> [TASK PROMPT] Each entry must be printed again without a single change.

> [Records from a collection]
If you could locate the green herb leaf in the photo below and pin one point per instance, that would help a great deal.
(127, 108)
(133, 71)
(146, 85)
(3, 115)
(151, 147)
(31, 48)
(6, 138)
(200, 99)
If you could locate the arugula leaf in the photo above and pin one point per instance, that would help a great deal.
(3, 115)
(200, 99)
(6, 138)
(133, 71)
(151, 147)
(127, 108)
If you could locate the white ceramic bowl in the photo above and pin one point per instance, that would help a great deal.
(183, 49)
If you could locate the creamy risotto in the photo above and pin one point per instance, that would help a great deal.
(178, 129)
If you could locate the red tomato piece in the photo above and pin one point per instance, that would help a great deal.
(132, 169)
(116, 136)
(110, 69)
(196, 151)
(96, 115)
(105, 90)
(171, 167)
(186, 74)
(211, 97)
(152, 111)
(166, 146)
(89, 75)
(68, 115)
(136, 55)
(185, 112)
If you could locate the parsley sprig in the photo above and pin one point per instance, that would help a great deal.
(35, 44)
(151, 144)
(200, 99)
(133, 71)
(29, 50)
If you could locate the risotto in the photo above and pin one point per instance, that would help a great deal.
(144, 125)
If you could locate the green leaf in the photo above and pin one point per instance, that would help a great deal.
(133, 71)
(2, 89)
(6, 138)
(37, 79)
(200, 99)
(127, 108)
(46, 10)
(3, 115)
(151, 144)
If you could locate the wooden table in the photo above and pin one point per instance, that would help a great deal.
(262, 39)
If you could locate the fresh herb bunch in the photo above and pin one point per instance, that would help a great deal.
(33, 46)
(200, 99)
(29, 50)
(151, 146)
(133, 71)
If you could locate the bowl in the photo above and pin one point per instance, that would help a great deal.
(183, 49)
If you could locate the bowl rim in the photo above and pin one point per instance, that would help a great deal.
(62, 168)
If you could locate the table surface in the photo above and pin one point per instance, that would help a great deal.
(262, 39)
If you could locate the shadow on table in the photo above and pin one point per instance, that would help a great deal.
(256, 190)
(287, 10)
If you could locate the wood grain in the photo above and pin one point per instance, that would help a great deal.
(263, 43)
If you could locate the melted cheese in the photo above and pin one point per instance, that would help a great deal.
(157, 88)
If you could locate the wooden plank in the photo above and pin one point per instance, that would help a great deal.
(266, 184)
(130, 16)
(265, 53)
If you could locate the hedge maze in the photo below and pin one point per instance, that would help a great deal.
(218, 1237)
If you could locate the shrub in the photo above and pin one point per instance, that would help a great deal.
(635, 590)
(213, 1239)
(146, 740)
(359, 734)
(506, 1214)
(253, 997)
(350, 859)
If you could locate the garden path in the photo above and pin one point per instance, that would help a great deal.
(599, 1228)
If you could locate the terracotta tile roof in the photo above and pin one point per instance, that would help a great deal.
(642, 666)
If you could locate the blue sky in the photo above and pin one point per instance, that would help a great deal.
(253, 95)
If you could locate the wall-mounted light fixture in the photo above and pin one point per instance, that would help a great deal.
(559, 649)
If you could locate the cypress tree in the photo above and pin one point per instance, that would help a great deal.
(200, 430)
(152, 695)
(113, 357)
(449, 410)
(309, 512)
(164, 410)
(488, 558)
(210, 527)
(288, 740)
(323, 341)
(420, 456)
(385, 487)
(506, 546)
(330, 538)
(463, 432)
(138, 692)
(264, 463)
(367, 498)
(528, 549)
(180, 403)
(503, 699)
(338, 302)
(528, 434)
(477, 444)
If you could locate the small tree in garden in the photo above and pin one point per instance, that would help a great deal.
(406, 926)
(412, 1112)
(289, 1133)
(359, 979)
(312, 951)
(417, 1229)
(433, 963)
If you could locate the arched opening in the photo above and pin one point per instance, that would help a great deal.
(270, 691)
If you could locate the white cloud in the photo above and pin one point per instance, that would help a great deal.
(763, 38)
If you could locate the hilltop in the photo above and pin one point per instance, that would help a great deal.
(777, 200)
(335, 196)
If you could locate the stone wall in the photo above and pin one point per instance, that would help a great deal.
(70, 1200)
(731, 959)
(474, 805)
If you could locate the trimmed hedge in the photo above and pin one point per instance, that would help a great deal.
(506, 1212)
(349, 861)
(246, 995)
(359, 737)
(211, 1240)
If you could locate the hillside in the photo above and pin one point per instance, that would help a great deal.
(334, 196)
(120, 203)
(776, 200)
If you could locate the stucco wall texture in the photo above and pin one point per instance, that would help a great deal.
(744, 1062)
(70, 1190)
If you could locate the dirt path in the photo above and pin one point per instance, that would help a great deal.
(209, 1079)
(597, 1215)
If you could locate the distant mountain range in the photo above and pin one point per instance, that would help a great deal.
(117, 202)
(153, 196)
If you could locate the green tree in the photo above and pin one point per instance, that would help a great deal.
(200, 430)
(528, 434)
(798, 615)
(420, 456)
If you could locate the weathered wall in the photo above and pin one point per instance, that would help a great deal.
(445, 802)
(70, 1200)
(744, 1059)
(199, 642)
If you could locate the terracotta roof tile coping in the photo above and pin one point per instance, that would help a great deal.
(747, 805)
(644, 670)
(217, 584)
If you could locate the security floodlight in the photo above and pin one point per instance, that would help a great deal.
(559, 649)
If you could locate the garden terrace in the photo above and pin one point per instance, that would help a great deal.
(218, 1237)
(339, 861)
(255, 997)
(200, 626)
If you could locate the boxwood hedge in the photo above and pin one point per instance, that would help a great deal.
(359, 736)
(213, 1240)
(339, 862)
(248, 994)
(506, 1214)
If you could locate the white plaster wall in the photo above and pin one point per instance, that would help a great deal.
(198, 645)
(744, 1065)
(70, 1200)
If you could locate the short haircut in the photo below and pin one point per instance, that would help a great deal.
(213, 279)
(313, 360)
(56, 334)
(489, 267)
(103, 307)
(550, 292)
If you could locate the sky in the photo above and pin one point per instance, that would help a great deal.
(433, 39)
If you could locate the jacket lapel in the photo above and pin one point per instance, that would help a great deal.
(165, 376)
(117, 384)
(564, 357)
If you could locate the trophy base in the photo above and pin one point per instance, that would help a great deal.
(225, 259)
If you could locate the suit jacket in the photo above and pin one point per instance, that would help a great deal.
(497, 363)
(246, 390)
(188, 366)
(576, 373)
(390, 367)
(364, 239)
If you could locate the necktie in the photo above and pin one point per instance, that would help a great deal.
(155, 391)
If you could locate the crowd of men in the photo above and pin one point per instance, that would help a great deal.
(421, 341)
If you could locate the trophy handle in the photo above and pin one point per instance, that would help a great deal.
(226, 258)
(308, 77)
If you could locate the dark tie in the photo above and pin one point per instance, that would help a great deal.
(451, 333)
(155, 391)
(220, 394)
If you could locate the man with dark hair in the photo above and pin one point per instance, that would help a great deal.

> [RESPONSE BOX]
If you could locate the green herb leaf in the photo below and pin one point per instance, that would help a great deal.
(127, 108)
(133, 71)
(146, 85)
(3, 115)
(151, 147)
(31, 48)
(6, 138)
(200, 99)
If you could locate the arugula leaf in the photo above and pin one point per instance, that would help a great deal.
(3, 115)
(200, 99)
(6, 138)
(133, 71)
(151, 147)
(127, 108)
If you could locate the white ceramic bowl in the photo above and pin one point per instance, that would help a great deal.
(183, 49)
If you could locate the creamy risotto in the photo above and pin one point per instance, that would help a great deal.
(178, 129)
If you could locate the red tomato piece in the photo above and pin one point per instance, that would help a great deal.
(132, 169)
(116, 136)
(110, 69)
(196, 151)
(96, 115)
(105, 90)
(171, 167)
(186, 74)
(211, 97)
(152, 111)
(166, 146)
(89, 75)
(68, 115)
(136, 55)
(185, 112)
If you could locate the parsley sprig in the photo above and pin one point per instance, that would help a great deal.
(35, 44)
(151, 144)
(200, 99)
(133, 71)
(29, 50)
If you could locate the risotto in the photo above and pin one point per instance, that would help a great deal.
(144, 125)
If you could locate the green leaf in the photo above and pin one point per instance, that would help a great deal.
(133, 71)
(2, 89)
(6, 138)
(37, 79)
(200, 99)
(127, 108)
(46, 10)
(3, 115)
(151, 144)
If you could locate the wooden table in the photo above and pin one point per instance, that would help a great deal.
(262, 39)
If you could locate the fresh herb bunch in the photo above and pin one point per instance, that would help a great deal.
(33, 46)
(200, 99)
(29, 50)
(151, 146)
(133, 71)
If you could locate the bowl in the photo above and pin one point per instance, that would help a great deal.
(183, 49)
If you could locate the bowl rim in the photo above and pin one point per instance, that would help a great deal.
(62, 168)
If you could locate the table surface in the photo above and pin one point per instance, that would help a great deal.
(262, 39)
If you could locate the shadow on table in the photo above and pin one point per instance, that would help a great deal.
(256, 190)
(287, 10)
If you could locate the wood grain in the photo above and pin one point per instance, that would help a great deal.
(263, 43)
If you could locate the melted cheese in the photo above and pin one point per instance, that would help a great deal.
(157, 88)
If you could locate the wooden plank in the photo above and pin one point per instance, that would help a great deal.
(266, 184)
(130, 16)
(265, 53)
If you could locate the hedge maze in the photo below and pin one point per instance, that would help a great deal.
(218, 1237)
If you could locate the shrub in the photo above and pin one point per instance, that would help a great deal.
(635, 590)
(213, 1239)
(146, 740)
(359, 734)
(506, 1214)
(253, 997)
(350, 859)
If you could locate the garden path in the photo above and pin one point per instance, that would help a great deal.
(599, 1228)
If you could locate the terracotta tile roof in the photo above and pin one point per instance, that would help a great deal.
(642, 666)
If you could locate the blue sky in the photo above and pin one point per instance, that would help a great deal.
(253, 95)
If you could locate the wall-mounted light fixture in the photo above and pin one point per instance, that would help a great deal.
(559, 649)
If you could locate the cypress tree in the photo above and pin one point per instance, that would help a great deal.
(200, 430)
(152, 695)
(113, 357)
(449, 410)
(309, 512)
(164, 410)
(488, 558)
(210, 527)
(288, 740)
(323, 341)
(420, 456)
(385, 487)
(506, 546)
(330, 538)
(463, 432)
(138, 692)
(264, 463)
(367, 498)
(528, 549)
(180, 403)
(503, 699)
(338, 302)
(528, 434)
(477, 444)
If you could locate the small tree in garden in the photo above and pin one point per instance, that would help a great deal.
(406, 926)
(412, 1112)
(289, 1133)
(359, 979)
(312, 951)
(417, 1229)
(433, 963)
If you could locate the arched opening in the photo above and pin one point per instance, that would help a great deal.
(270, 691)
If you could locate the white cloud in the photo above and pin one point per instance, that would help a great deal.
(763, 38)
If you could locate the hilltop in the photo above and pin one point per instance, that would help a great deal.
(777, 200)
(335, 196)
If you could locate the stone wall in the photo above and pin one point per instance, that would help a great deal.
(70, 1200)
(731, 959)
(474, 805)
If you could locate the trimmed hedge in the photo above and pin one point per instance, that would help a great deal.
(506, 1212)
(349, 861)
(246, 995)
(359, 737)
(211, 1240)
If you could locate the hillside in the photo above and pin one point per instance, that would help a great deal.
(334, 196)
(120, 203)
(776, 200)
If you could locate the stucco wall texture in the photo above and pin one point per instance, that would help a great deal.
(744, 1062)
(70, 1190)
If you could locate the dirt path in the photo above and pin one point per instance, that would help a great deal.
(209, 1079)
(597, 1215)
If you could locate the distant mountain range in the photo above and pin one point per instance, that would help a great deal.
(117, 202)
(153, 196)
If you could locate the green tree in the photo above and pin one point per instance, that would help a great deal.
(200, 430)
(528, 434)
(798, 615)
(420, 456)
If you could locate the weathered wall in the photo above and pin one point per instance, that would help a great deal.
(445, 802)
(70, 1200)
(744, 1059)
(199, 642)
If you could locate the terracotta roof tile coping in the photo above and pin one point per instance, that would help a great deal.
(747, 805)
(644, 670)
(217, 584)
If you could locate the security floodlight in the photo above and pin one point per instance, that would help a great deal.
(559, 649)
If you could locate the garden terrace in the photo above and pin one point per instance, that would help a great deal.
(218, 1237)
(339, 861)
(255, 997)
(200, 626)
If you could locate the boxwood hedge in the photo above and pin one point per instance, that would help a great deal.
(359, 736)
(213, 1240)
(339, 862)
(248, 994)
(506, 1214)
If you could locate the white plaster wall in the photo above and pin one point per instance, that would help a great deal.
(198, 645)
(744, 1065)
(70, 1200)
If you could locate the short haircut in the photo below and pin one point per instance, that would help a great deal.
(213, 279)
(313, 360)
(56, 334)
(489, 267)
(103, 307)
(550, 292)
If you could locate the sky in the photo above and pin one point per instance, that would help a great deal.
(433, 39)
If you could locate the jacket lapel in the photo above and pin one point per instance, that would help a great deal.
(165, 376)
(117, 384)
(564, 357)
If you could locate the trophy base in the photo above and pin one point per instance, that would help a great deal.
(225, 259)
If you could locate the suit jacket in the photo above and pin one point per instance, that would help a great deal.
(497, 363)
(246, 390)
(188, 366)
(576, 373)
(390, 367)
(364, 239)
If you could locate the necktie in the photo above and pin one point per instance, that would help a great deal.
(155, 391)
If you could locate the crowd of men in the photo above and pin one point per instance, that would help a great deal.
(421, 341)
If you could locate the trophy handle in the photo above and pin one point per instance, that would help a great deal.
(226, 258)
(308, 77)
If you could locate the dark tie in the photo above and pin one point per instance, that would help a great deal.
(451, 333)
(155, 391)
(220, 394)
If you could locate the man with dark hair in the photo above and pin one point per instance, that would help a great deal.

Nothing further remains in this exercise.